= Exercise input =
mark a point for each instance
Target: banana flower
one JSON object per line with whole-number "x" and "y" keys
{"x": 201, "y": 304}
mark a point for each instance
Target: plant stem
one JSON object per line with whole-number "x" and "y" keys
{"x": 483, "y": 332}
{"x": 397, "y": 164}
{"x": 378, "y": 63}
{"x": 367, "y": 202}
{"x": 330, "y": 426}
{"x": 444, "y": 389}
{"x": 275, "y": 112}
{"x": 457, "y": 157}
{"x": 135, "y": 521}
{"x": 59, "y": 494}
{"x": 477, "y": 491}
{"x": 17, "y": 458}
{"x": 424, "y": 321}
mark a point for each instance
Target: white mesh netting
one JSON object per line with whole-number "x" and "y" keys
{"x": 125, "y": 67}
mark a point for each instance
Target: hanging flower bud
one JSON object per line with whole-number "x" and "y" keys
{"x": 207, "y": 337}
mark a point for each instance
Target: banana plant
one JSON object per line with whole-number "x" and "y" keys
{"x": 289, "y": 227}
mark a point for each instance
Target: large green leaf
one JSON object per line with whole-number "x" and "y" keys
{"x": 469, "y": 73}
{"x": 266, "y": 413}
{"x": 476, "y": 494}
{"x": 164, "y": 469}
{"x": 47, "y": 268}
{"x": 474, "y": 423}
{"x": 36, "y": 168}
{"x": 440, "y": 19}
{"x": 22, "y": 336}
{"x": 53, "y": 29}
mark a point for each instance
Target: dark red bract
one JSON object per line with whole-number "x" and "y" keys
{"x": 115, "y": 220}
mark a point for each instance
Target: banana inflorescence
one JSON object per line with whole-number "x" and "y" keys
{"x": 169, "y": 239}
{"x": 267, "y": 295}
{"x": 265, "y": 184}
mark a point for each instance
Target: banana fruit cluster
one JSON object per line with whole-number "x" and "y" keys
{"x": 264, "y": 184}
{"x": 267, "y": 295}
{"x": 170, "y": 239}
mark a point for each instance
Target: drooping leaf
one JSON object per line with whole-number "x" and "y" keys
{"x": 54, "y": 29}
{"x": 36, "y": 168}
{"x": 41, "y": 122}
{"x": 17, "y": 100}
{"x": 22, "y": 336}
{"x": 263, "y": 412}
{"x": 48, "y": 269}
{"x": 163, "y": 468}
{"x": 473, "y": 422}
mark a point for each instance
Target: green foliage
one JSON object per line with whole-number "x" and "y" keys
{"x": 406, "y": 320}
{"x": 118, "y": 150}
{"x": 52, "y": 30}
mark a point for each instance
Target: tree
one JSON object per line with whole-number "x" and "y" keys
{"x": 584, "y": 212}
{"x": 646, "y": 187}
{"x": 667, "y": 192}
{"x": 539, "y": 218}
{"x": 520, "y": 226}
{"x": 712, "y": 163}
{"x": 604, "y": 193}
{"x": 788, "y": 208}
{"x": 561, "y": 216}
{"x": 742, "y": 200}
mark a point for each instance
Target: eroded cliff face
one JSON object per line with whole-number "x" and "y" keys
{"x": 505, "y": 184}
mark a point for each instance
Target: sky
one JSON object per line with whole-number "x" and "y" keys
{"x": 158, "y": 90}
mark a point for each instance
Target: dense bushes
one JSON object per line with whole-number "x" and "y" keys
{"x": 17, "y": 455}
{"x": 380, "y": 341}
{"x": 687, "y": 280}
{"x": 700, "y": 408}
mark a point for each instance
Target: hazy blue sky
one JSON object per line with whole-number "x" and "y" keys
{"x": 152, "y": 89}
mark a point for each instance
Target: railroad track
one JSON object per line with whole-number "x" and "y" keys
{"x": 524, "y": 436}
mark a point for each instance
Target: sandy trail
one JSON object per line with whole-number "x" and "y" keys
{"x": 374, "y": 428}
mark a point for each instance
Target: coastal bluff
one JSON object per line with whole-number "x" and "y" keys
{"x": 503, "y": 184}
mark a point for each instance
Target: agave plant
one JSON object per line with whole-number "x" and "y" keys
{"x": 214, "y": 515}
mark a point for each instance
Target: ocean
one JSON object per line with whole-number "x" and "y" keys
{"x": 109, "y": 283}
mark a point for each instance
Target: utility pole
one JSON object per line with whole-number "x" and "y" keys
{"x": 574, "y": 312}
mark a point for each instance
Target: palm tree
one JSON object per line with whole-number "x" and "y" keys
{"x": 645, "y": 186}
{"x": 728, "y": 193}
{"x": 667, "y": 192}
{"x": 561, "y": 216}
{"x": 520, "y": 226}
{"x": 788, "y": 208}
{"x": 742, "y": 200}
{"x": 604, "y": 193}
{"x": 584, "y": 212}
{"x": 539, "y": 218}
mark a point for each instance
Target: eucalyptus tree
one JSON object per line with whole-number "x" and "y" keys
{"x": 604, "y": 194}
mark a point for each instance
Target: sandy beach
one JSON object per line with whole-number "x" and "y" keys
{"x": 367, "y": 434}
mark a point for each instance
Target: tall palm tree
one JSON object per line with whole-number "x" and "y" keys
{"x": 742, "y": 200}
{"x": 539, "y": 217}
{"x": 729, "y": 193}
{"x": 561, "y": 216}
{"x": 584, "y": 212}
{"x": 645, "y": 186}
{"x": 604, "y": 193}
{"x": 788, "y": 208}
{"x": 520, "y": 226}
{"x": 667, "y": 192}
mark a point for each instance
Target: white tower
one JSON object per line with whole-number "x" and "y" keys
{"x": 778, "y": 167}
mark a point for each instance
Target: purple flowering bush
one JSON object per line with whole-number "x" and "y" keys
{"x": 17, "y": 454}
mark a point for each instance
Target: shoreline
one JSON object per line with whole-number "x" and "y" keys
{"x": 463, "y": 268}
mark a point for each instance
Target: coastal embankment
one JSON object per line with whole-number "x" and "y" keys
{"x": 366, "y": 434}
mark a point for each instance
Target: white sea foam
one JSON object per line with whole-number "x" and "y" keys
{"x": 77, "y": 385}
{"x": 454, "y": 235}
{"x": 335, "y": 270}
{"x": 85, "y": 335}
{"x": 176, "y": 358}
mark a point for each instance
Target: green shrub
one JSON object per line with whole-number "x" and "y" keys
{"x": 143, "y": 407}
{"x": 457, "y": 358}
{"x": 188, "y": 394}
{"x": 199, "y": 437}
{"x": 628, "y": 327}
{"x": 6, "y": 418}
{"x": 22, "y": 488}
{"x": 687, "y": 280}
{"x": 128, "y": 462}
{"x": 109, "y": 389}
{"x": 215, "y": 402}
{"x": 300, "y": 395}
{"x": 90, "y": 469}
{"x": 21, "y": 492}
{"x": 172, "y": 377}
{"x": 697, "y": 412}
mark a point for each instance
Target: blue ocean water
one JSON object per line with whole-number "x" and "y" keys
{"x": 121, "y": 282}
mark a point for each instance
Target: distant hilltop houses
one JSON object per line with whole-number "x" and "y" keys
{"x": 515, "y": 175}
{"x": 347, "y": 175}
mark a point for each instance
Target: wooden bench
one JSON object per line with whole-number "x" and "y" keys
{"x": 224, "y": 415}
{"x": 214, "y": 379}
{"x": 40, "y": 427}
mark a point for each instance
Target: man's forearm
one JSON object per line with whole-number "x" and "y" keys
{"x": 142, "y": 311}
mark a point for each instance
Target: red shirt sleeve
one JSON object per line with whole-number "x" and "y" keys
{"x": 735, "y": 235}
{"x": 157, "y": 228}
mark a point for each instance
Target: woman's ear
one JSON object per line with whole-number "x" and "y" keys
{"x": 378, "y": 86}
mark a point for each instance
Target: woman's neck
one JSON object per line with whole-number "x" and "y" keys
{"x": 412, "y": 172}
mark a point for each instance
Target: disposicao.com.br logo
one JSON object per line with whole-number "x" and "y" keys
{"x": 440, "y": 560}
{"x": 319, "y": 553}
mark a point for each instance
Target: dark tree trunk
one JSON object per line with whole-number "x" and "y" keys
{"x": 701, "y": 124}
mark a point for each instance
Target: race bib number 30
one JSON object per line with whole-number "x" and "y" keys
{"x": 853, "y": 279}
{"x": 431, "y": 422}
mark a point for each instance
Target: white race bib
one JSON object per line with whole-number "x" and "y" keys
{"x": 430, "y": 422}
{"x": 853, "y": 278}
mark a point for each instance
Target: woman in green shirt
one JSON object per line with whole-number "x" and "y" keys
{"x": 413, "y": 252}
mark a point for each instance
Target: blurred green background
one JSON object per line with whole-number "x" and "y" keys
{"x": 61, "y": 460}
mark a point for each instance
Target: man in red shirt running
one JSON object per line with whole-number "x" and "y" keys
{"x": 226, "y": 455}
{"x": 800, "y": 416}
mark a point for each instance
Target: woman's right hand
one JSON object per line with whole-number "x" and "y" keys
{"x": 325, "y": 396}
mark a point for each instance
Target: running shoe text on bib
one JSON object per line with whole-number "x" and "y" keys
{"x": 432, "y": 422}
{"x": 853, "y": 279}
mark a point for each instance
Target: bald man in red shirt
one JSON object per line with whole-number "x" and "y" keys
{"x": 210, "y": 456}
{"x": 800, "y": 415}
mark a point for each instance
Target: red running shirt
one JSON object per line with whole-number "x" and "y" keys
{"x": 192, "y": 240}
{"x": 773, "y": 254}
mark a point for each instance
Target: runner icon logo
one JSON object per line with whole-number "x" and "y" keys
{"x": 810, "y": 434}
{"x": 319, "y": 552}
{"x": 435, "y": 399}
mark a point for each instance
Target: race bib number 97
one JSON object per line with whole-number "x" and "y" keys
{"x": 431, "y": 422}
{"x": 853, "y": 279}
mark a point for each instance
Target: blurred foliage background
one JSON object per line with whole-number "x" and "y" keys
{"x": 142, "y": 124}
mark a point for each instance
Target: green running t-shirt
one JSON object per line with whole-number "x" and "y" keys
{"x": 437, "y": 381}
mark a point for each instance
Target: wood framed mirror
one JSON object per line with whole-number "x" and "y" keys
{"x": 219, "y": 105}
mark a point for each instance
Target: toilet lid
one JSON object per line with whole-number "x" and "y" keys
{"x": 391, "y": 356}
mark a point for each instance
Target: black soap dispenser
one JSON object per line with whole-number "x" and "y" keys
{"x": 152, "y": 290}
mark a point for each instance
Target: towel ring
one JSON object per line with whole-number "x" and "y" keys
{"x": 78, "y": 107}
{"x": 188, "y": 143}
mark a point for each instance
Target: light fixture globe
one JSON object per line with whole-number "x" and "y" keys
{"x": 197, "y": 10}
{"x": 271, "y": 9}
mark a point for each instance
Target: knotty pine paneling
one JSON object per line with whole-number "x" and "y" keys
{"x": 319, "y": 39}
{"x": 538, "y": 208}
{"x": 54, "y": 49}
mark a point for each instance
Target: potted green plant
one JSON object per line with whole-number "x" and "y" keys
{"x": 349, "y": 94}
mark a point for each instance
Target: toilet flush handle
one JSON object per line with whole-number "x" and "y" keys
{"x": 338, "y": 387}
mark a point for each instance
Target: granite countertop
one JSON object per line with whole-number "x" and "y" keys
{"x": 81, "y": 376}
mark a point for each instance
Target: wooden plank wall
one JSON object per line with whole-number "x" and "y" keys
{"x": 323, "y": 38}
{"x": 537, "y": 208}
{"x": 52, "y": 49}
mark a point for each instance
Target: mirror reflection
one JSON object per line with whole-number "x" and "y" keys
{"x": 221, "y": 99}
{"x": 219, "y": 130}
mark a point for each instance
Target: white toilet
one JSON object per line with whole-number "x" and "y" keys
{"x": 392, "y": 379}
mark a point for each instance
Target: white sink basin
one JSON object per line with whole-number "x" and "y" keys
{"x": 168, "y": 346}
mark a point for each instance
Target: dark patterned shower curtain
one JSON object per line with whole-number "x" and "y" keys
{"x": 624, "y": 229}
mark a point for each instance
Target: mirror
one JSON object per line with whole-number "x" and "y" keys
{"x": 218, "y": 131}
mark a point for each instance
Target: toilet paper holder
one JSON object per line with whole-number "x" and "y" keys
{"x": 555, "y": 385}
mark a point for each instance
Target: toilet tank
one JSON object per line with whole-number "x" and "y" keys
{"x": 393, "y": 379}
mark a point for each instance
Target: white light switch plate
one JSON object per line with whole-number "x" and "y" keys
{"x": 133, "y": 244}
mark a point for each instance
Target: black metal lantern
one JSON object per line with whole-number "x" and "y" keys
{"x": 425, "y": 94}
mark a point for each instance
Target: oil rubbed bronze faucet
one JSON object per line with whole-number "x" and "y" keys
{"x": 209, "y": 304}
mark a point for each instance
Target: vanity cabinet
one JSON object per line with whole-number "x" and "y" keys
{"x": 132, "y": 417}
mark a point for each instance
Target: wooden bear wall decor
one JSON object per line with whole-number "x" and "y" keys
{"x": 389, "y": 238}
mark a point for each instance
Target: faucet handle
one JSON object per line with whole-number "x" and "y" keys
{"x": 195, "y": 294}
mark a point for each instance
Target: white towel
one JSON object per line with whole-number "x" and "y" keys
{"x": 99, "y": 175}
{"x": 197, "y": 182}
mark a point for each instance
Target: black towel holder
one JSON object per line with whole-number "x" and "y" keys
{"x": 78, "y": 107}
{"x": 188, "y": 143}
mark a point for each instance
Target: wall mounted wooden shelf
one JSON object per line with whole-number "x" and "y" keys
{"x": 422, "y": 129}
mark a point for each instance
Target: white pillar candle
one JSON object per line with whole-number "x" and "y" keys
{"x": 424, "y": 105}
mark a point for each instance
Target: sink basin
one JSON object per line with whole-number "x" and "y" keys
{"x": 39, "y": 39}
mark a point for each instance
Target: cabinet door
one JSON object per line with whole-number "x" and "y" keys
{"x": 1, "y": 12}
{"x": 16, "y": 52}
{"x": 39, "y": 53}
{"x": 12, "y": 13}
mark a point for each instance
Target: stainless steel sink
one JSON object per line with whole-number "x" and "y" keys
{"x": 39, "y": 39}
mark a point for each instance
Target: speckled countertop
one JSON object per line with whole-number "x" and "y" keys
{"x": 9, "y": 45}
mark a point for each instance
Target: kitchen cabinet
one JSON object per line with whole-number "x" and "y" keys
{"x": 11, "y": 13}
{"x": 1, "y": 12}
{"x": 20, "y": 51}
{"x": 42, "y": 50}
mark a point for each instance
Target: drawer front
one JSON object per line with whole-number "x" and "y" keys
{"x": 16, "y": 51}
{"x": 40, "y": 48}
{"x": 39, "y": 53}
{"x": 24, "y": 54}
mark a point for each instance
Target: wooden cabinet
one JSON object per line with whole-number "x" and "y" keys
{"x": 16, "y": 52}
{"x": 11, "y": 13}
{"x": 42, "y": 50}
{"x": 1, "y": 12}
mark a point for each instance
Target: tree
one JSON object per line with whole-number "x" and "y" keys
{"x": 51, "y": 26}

= Exercise =
Search the material for "green" and copy each matching line.

= Solution to this exercise =
Target: large green leaf
Target: green foliage
Target: green shrub
Target: woman in green shirt
Target: blurred green background
Target: green running t-shirt
Target: potted green plant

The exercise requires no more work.